● **EXERCISE BRIEF**:
Output an exact reproduction of the data.

Location identification items
--- begin ---
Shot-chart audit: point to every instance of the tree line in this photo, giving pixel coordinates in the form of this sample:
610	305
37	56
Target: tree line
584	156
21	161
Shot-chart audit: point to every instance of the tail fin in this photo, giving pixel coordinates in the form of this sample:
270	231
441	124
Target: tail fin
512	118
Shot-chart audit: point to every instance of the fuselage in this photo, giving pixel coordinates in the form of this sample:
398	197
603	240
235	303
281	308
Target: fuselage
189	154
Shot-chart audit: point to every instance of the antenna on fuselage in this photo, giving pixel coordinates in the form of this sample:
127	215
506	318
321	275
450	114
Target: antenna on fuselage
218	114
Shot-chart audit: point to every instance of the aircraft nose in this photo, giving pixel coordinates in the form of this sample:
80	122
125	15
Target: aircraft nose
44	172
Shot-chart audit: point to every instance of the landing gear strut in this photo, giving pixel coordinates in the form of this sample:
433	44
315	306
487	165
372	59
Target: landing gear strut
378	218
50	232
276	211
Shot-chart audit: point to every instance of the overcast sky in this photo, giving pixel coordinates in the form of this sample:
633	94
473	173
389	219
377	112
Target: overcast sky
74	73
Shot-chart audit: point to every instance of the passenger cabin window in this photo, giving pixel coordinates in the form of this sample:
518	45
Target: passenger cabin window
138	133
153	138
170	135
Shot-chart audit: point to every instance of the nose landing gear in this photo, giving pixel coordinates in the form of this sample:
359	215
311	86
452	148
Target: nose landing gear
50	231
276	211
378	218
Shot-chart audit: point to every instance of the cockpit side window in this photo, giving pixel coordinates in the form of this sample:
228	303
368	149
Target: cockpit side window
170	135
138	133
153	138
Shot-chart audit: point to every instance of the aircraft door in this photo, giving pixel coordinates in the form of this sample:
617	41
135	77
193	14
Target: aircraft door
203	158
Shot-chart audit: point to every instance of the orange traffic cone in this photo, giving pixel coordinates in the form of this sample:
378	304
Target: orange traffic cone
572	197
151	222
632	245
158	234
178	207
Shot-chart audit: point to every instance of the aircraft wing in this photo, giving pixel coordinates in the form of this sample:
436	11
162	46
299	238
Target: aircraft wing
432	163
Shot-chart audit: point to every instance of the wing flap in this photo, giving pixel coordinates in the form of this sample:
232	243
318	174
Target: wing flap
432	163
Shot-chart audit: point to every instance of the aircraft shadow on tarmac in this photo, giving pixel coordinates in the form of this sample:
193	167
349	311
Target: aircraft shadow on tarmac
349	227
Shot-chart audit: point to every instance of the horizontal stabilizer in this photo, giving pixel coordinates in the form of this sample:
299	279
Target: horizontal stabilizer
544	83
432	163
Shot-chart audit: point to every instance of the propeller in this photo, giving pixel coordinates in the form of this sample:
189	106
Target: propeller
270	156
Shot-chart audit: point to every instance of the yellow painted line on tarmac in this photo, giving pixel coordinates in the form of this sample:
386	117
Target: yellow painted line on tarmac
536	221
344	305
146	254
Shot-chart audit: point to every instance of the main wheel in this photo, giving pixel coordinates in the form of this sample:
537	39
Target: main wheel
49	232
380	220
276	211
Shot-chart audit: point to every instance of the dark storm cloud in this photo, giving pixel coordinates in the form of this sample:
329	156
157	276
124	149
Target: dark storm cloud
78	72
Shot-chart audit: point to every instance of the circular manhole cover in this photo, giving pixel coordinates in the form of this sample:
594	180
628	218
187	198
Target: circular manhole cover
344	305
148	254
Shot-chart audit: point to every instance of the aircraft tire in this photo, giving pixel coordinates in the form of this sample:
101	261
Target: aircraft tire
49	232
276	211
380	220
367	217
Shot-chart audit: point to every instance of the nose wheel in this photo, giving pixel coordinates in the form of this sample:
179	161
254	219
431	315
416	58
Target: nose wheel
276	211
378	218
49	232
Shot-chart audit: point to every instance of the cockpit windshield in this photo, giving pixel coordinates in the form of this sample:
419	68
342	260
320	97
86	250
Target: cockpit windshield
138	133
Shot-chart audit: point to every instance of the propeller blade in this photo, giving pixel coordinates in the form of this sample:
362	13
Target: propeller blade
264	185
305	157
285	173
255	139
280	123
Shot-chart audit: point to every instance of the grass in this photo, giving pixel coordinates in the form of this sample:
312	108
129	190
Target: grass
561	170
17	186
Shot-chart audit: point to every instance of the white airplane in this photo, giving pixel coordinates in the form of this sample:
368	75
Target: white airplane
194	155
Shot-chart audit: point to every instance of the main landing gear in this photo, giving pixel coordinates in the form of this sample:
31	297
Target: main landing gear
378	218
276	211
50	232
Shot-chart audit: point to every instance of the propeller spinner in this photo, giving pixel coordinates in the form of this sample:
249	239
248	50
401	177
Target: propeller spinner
--- end ---
● **RESPONSE BELOW**:
Shot-chart audit: point to every instance of the tree line in this photo, giving pixel coordinates in the form of this sample:
610	305
37	56
Target: tree line
584	156
21	161
Shot-chart audit: point to every instance of the tail fin in this photo, giving pixel coordinates in the form of this sample:
270	231
441	124
Target: tail fin
512	118
Shot-chart audit: point to every instance of the fuselage in this photo, giving pixel coordinates in the form of this sample:
398	197
603	240
235	303
281	308
Target: fuselage
189	154
Shot-chart audit: point to every instance of the antenna on fuselage in this photo, giving pixel coordinates in the form of this sample:
127	215
506	318
321	275
450	114
Target: antenna on fuselage
218	114
Shot-chart audit: point to every instance of the aircraft nose in this photo, giving pixel coordinates in the form of this sample:
80	122
125	15
Target: aircraft nose
44	172
Shot-chart audit: point to every instance of the landing gear strut in this photo, giving pixel coordinates in the form of this sample:
433	44
315	306
487	165
372	59
Target: landing gear strut
378	218
50	232
276	211
Shot-chart audit: point to every instance of the overcast sky in this photo, giving pixel coordinates in the form of this sample:
633	94
473	173
389	219
377	112
Target: overcast sky
74	73
Shot-chart audit: point to every instance of the passenger cabin window in this photo, giving pixel coordinates in the form of this sample:
518	45
Target: passenger cabin window
138	133
153	138
170	135
Shot-chart audit: point to every instance of the nose landing gear in this photo, giving pixel coordinates in the form of this sample:
359	215
311	86
452	148
Target: nose landing gear
50	231
276	211
378	218
Shot-chart audit: point to every instance of the cockpit side window in this photo, giving pixel coordinates in the form of this sample:
228	303
368	149
Target: cockpit side window
170	135
138	133
153	138
Shot-chart audit: point to every instance of the aircraft door in this photo, giving pixel coordinates in the form of this sample:
617	41
135	77
193	14
Target: aircraft door
203	158
Shot-chart audit: point to every instance of the orange traffic cone in this photo, giving pixel coordinates in the form of this sample:
378	304
Target: orange traffic cone
572	197
151	222
632	245
158	234
178	207
Shot-chart audit: point to every instance of the aircraft wing in this photo, giving pixel coordinates in the form of this sample:
436	11
162	46
299	238
Target: aircraft wing
432	163
Shot-chart audit: point to every instance of the wing flap in this photo, giving pixel coordinates in the form of this sample:
232	243
318	174
Target: wing flap
432	163
Shot-chart audit: point to every instance of the aircraft shadow on tarmac in this photo, giving pixel coordinates in the form of this sample:
193	167
349	311
Target: aircraft shadow on tarmac
349	227
Shot-chart audit: point to every instance of the horizontal stabilizer in this photo, giving pixel coordinates in the form of this sample:
299	279
Target: horizontal stabilizer
544	83
432	163
Shot-chart audit: point to every instance of the propeller in this photo, giving pixel coordinates in the form of this sample:
189	106
Target: propeller
270	156
Shot-chart audit: point to every instance of the yellow painted line on tarmac in this photo, giving pixel coordinates in the form of this sample:
386	117
Target: yellow painted line on tarmac
536	221
344	305
146	254
Shot-chart audit: point to every instance of the main wheel in this photo, giving pixel coordinates in the form of this sample:
537	39
Target: main wheel
49	232
380	220
276	211
Shot-chart audit: point to every instance of the dark storm cloud in this photo, giving pixel coordinates in the form of this sample:
329	156
157	276
124	149
Target: dark storm cloud
78	72
Shot-chart audit: point to every instance of the circular manhole cover in this photo, giving pixel coordinates in the form of this sample:
594	180
628	218
187	198
Target: circular manhole cover
344	305
148	254
Shot-chart audit: point to every instance of the aircraft tire in this photo, giving pixel coordinates in the form of this sample:
101	261
Target: aircraft tire
49	232
276	211
380	220
367	217
Shot-chart audit: point to every instance of the nose wheel in this photo, giving pixel coordinates in the form of this sample:
179	161
254	219
431	315
416	58
Target: nose wheel
276	211
378	218
49	232
Shot-chart audit: point to every instance of the cockpit windshield in this photo, giving pixel coordinates in the form of this sample:
419	68
342	260
320	97
86	250
Target: cockpit windshield
138	133
Shot-chart audit: point to every instance of the propeller blade in this photo, giving pixel coordinates in the form of this sample:
362	13
Target: propeller blade
264	185
305	157
285	173
255	139
280	123
Shot-chart audit: point to every instance of the grass in this photo, giving pixel coordinates in the form of this sample:
312	108
129	190
Target: grass
561	170
17	186
Shot-chart audit: point to every instance of the white airplane in this photo, giving pixel coordinates in the form of this sample:
368	75
Target: white airplane
194	155
Shot-chart audit: point to every instance of the main landing gear in this photo, giving pixel coordinates in the form of this sample:
31	297
Target: main landing gear
378	218
276	211
50	232
Shot-chart audit: point to every instance of the propeller spinner in this photo, giving pixel coordinates in the form of this sample:
249	239
248	50
401	177
Target: propeller spinner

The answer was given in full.